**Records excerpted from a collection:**

---------------

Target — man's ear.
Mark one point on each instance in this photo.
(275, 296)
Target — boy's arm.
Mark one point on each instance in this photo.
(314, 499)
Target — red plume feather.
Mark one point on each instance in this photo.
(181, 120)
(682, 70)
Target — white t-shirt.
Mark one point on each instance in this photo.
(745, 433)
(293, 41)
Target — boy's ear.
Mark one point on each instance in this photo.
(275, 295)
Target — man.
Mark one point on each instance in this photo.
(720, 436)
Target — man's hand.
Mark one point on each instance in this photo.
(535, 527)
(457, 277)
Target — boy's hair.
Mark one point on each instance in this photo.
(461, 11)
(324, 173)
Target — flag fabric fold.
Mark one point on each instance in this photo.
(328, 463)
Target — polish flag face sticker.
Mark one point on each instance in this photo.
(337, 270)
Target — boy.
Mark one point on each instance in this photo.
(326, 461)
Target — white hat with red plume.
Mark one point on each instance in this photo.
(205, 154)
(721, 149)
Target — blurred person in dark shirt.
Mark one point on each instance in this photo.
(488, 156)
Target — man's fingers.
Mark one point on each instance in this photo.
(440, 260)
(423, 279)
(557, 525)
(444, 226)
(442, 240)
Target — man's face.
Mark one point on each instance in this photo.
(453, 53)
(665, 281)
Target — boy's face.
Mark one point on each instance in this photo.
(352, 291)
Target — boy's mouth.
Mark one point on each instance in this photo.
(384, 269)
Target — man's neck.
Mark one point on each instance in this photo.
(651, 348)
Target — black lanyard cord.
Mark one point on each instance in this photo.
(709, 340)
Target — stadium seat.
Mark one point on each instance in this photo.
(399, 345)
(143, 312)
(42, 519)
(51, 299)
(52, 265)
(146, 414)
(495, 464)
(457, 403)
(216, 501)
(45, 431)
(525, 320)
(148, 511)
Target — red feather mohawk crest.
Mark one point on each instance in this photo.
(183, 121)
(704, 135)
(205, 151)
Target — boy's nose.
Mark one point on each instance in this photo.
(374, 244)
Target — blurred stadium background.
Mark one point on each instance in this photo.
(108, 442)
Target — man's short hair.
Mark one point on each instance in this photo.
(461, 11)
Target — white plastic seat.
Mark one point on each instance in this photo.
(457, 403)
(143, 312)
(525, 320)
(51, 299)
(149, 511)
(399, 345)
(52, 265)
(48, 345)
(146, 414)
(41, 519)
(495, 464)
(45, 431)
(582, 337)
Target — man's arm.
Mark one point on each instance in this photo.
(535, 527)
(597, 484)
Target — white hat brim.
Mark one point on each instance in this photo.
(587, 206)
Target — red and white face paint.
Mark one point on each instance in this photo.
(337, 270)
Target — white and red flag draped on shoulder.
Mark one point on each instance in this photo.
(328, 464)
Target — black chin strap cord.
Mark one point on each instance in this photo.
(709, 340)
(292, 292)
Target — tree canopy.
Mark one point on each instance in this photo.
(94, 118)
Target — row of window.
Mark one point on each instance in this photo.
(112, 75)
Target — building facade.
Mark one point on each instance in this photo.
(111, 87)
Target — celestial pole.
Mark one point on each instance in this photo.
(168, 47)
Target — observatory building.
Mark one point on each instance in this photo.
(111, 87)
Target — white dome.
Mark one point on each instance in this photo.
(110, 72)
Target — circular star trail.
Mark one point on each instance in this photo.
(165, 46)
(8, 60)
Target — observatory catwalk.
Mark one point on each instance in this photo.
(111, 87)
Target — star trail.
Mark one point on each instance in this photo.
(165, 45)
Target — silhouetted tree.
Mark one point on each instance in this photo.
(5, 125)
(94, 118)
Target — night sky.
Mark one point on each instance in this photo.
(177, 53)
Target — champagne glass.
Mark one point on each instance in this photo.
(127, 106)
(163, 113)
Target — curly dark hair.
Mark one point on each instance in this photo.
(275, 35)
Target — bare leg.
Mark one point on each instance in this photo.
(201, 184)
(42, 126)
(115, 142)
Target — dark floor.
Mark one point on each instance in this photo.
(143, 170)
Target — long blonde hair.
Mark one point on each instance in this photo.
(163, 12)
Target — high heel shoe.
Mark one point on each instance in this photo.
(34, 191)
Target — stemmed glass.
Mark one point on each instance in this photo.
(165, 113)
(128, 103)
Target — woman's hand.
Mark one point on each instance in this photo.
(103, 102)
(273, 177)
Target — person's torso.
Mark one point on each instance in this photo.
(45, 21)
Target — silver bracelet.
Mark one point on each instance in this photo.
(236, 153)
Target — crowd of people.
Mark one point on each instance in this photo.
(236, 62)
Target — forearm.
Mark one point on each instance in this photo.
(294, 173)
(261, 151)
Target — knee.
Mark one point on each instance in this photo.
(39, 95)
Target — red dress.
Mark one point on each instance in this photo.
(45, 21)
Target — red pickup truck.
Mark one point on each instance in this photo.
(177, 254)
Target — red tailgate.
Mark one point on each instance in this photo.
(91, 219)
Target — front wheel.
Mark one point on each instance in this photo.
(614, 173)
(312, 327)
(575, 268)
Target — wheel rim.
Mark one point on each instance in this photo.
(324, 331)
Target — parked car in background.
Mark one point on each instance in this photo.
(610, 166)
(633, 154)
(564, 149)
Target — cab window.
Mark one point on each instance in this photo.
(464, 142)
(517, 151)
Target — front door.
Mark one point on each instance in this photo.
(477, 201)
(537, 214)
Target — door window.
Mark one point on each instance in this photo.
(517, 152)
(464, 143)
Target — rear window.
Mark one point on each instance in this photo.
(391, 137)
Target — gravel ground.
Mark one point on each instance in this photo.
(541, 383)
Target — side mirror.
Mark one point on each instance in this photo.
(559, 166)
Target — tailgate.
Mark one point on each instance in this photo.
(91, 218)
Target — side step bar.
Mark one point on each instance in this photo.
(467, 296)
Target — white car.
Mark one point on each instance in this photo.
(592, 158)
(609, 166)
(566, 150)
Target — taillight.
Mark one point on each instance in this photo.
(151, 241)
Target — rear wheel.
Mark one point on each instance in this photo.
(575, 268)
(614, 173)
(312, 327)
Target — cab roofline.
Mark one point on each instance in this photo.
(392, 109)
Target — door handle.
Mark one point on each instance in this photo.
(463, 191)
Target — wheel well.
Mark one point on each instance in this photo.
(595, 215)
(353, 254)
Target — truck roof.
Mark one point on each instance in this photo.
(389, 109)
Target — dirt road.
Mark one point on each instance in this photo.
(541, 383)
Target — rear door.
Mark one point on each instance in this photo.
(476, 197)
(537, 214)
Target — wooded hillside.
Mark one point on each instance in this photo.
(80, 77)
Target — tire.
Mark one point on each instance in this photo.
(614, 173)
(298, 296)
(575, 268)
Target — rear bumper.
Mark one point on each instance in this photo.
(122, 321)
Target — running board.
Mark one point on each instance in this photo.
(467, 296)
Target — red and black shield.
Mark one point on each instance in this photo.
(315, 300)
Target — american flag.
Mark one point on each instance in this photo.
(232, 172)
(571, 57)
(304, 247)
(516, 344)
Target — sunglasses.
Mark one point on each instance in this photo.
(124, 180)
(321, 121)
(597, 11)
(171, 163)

---------------

**TASK TO COMPLETE:** Every line above should be retyped exactly as given.

**RESULT OF THE EXERCISE:**
Target — man's ear.
Mark one point on each instance in this photo.
(275, 296)
Target — boy's arm.
Mark one point on each instance in this photo.
(314, 499)
Target — red plume feather.
Mark one point on each instance in this photo.
(181, 120)
(682, 70)
Target — white t-shirt.
Mark one point on each instance in this photo.
(745, 433)
(293, 41)
Target — boy's ear.
Mark one point on each instance in this photo.
(275, 295)
Target — man.
Mark one point on each instance in this photo.
(720, 436)
Target — man's hand.
Mark one point on each instance in this photo.
(535, 527)
(457, 277)
Target — boy's hair.
Mark one point on each instance in this photo.
(461, 11)
(324, 173)
Target — flag fabric fold.
Mark one point on each instance in this photo.
(328, 463)
Target — polish flag face sticker.
Mark one point on each instance in this photo.
(337, 270)
Target — boy.
Mark one point on each instance in this photo.
(326, 461)
Target — white hat with red plume.
Mark one point on each instance in this photo.
(205, 154)
(721, 149)
Target — blurred person in dark shirt.
Mark one point on each instance in this photo.
(488, 156)
Target — man's fingers.
Mark one point on each instance in this photo.
(440, 260)
(423, 279)
(557, 525)
(444, 226)
(442, 240)
Target — man's face.
Mark one point on each instance in this photo.
(453, 53)
(665, 281)
Target — boy's face.
Mark one point on each instance in this photo.
(352, 291)
Target — boy's mouth.
Mark one point on each instance in this photo.
(384, 269)
Target — man's neck.
Mark one point on each instance in this photo.
(651, 348)
Target — black lanyard cord.
Mark one point on each instance in this photo.
(709, 340)
Target — stadium seat.
Mark one point on each instance in this photo.
(399, 345)
(143, 312)
(42, 519)
(51, 299)
(52, 265)
(146, 414)
(495, 464)
(457, 403)
(216, 501)
(45, 431)
(525, 320)
(148, 511)
Target — red feather mohawk crest.
Mark one point on each instance in this photo.
(183, 121)
(704, 135)
(205, 151)
Target — boy's nose.
Mark one point on each instance in this photo.
(374, 244)
Target — blurred stadium background.
Mark one point on each instance in this photo.
(108, 442)
Target — man's short hair.
Mark one point on each instance in this photo.
(461, 11)
Target — white plastic seat.
Mark one point on each instance in this photo.
(457, 403)
(143, 312)
(525, 320)
(51, 299)
(149, 511)
(399, 345)
(52, 265)
(48, 345)
(146, 414)
(41, 519)
(495, 464)
(45, 431)
(582, 337)
Target — man's arm.
Mark one point on each instance in this photo.
(535, 527)
(597, 484)
Target — white hat brim.
Mark one point on each instance in this photo.
(587, 206)
Target — red and white face paint.
Mark one point on each instance in this photo.
(337, 270)
Target — white and red flag draped on shoulder.
Mark one point on each instance in this photo.
(328, 464)
Target — black chin strap cord.
Mark one point on each instance in this photo.
(709, 340)
(292, 292)
Target — tree canopy.
Mark one point on each instance in this photo.
(94, 118)
Target — row of window.
Mark one point on each instance in this photo.
(112, 75)
Target — building facade.
Mark one point on each instance in this photo.
(111, 87)
Target — celestial pole.
Mark one point on each instance in this photo.
(168, 47)
Target — observatory building.
Mark one point on each instance in this photo.
(111, 87)
Target — white dome.
Mark one point on each instance in this photo.
(110, 72)
Target — circular star trail.
Mark one point on each instance in this photo.
(165, 46)
(8, 60)
Target — observatory catwalk.
Mark one point on each instance in this photo.
(111, 87)
Target — star trail.
Mark one point on each instance in this photo.
(165, 45)
Target — silhouetted tree.
Mark one point on each instance in this photo.
(5, 125)
(94, 118)
Target — night sky.
Mark one point on each instance in this photo.
(177, 53)
Target — champagne glass.
Mark one point on each instance in this photo.
(127, 106)
(163, 113)
Target — curly dark hair.
Mark one point on each instance in this photo.
(275, 35)
Target — bare leg.
Mark one point on each instance in this photo.
(201, 184)
(42, 126)
(115, 142)
Target — dark floor.
Mark one point on each instance in this photo.
(143, 170)
Target — long blonde hair.
Mark one point on each instance in this photo.
(163, 12)
Target — high heel shoe.
Mark one point on each instance in this photo.
(34, 191)
Target — stemmed glass.
Mark one point on each instance in this photo.
(165, 113)
(128, 103)
Target — woman's hand.
Mark one point on each instance in this photo.
(103, 102)
(273, 177)
Target — person's torso.
Mark one point on each instance in this photo.
(45, 21)
Target — silver bracelet.
Mark one point on each instance in this photo.
(236, 153)
Target — crowd of people.
Mark one point on each instance in this photo.
(236, 62)
Target — forearm.
Mark one point on each instance in this photo.
(294, 173)
(261, 151)
Target — knee.
Mark one point on each instance in this photo.
(39, 95)
Target — red dress.
Mark one point on each instance in this photo.
(45, 21)
Target — red pickup truck.
Mark one point on each instance in this photo.
(177, 254)
Target — red tailgate.
Mark one point on each instance in this photo.
(91, 219)
Target — front wheel.
Mark one point on each instance in this photo.
(614, 173)
(312, 327)
(575, 268)
Target — wheel rim.
Mark one point on each instance in this photo.
(324, 331)
Target — parked car in background.
Mark one point on each instance in this photo.
(610, 166)
(633, 154)
(564, 149)
Target — cab window.
Mark one point on each instance in this photo.
(464, 142)
(517, 151)
Target — front door.
Mark one point on each instance in this photo.
(477, 201)
(537, 214)
Target — door window.
Mark one point on each instance in this photo.
(517, 152)
(464, 143)
Target — rear window.
Mark one point on each instance in this photo.
(391, 137)
Target — gravel ground.
Mark one point on each instance in this photo.
(541, 383)
Target — side mirror.
Mark one point on each instance in this photo.
(559, 166)
Target — tailgate.
Mark one point on each instance in this photo.
(91, 218)
Target — side step bar.
Mark one point on each instance in this photo.
(467, 296)
Target — white car.
Mark one point on each instance in this photo.
(592, 158)
(609, 166)
(566, 150)
Target — taillight.
Mark one point on each instance in this photo.
(151, 241)
Target — rear wheel.
Mark one point on each instance in this photo.
(575, 268)
(614, 173)
(312, 327)
Target — cab roofline.
Mark one point on each instance in this photo.
(392, 109)
Target — door handle.
Mark one point on each instance in this photo.
(463, 191)
Target — wheel well.
Mark one point on each instance in this photo.
(595, 215)
(353, 254)
Target — truck roof.
Mark one point on each instance in this photo.
(389, 109)
Target — dirt road.
Mark one point on each instance in this photo.
(541, 383)
Target — rear door.
Mark one point on each instance in this photo.
(476, 197)
(537, 214)
Target — wooded hillside.
Mark one point on each instance in this photo.
(80, 77)
Target — tire.
Mark one point on each instance in this photo.
(614, 173)
(298, 296)
(575, 268)
Target — rear bumper.
Mark one point on each instance in this photo.
(122, 321)
Target — running board.
Mark one point on each instance in this photo.
(467, 296)
Target — red and black shield.
Mark one point on each instance in this photo.
(315, 300)
Target — american flag.
Mark one point on each instance in this photo.
(232, 172)
(571, 57)
(304, 247)
(516, 344)
Target — sunglasses.
Mark one point on each instance in this photo.
(124, 180)
(321, 121)
(597, 11)
(171, 163)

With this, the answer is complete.